Written task: In the patent description that follows, how large is the air gap between an air outlet opening in a tube and the casing skin when the turbines are stopped?

Device for attaching manifolds for cooling the casing of a turbine-engine turbine by air jets

Info

Patent number: 10619511
Type: Grant
Filed: Aug 25, 2016
Date of Patent: Apr 14, 2020
Patent Publication Number: 20180216488
Assignee: SAFRAN AIRCRAFT ENGINES (Paris)
Inventors: Jacques Marcel Arthur Bunel (Moissy-Cramayel), Emeric D'Herbigny (Moissy-Cramayel), Alain Paul Madec (Moissy-Cramayel), Pierre Tincelin (Moissy-Cramayel), Benjamin Villenave (Moissy-Cramayel)
Primary Examiner: Kenneth J Hansen
Assistant Examiner: Justin A Pruitt
Application Number: 15/755,525

Abstract

A device for attaching manifolds for cooling the casing of a preferably low-pressure turbine of a turbine engine by air jets. The device includes a mounting for the manifolds, shaped such as to keep the manifolds spaced apart from one another. A plurality of elements support the manifold mounting, each supporting element being attached to the casing, and connected to the manifold mounting by a connector. The device includes N cooling manifolds and N-1 supporting elements, each supporting element being arranged between two adjacent cooling manifolds.

Description

Description

GENERAL TECHNICAL FIELD

The invention is situated in the field of turbine casing cooling, particularly of a low-pressure turbine of a turbine engine.

The present invention relates more precisely to a device for attaching manifolds for cooling the casing of a turbine of a turbine engine using air jets.

The invention also relates to a turbine engine equipped with such a device.

PRIOR ART

As can be seen in the appended FIGS. 1 and 2, which show the prior art, the low-pressure turbine of a turbine engine is protected by a casing C with a generally flared substantially frustoconical shape. This casing is cooled by using the technology of cooling by impingement.

The casing C is equipped with one or more housing(s) B for supplying air under pressure, connected to several cooling manifolds R.

In the embodiment shown in the figures, the casing C is equipped with two housings B, positioned at approximately 180° from one another (only one being visible in FIG. 2). Each housing B is equipped with five manifolds R, with two tubes T per manifold, each tube extending for approximately 90°. The tubes T are pierced with a series of small openings leading vertically above the exterior surface of the casing. The air under pressure transiting through these openings provides for ventilation by impingement of the casing C.

In FIG. 1, it can be seen that the supports S of the cooling manifolds R are attached to the casing by an upstream flange BAM and by a downstream flange BAV. Although this is not shown, the housings B are attached to the casing in the same manner.

In the cold state, that is when the turbines are stopped, the air gap E between an air outlet opening provided in a tube T and the exterior surface of the casing C (or “casing skin” PC) is on the order of 5 to 6 mm.

Information shown:
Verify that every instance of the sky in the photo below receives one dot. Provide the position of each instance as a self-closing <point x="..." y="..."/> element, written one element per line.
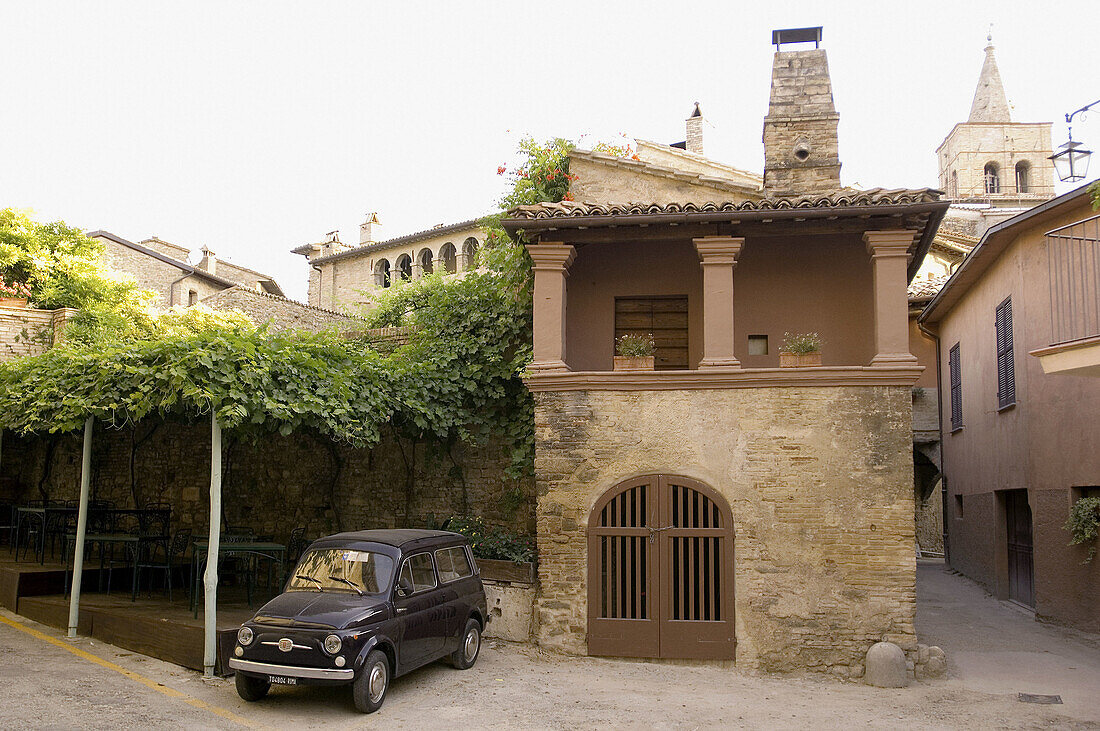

Output of the task: On the order of 5 to 6 mm.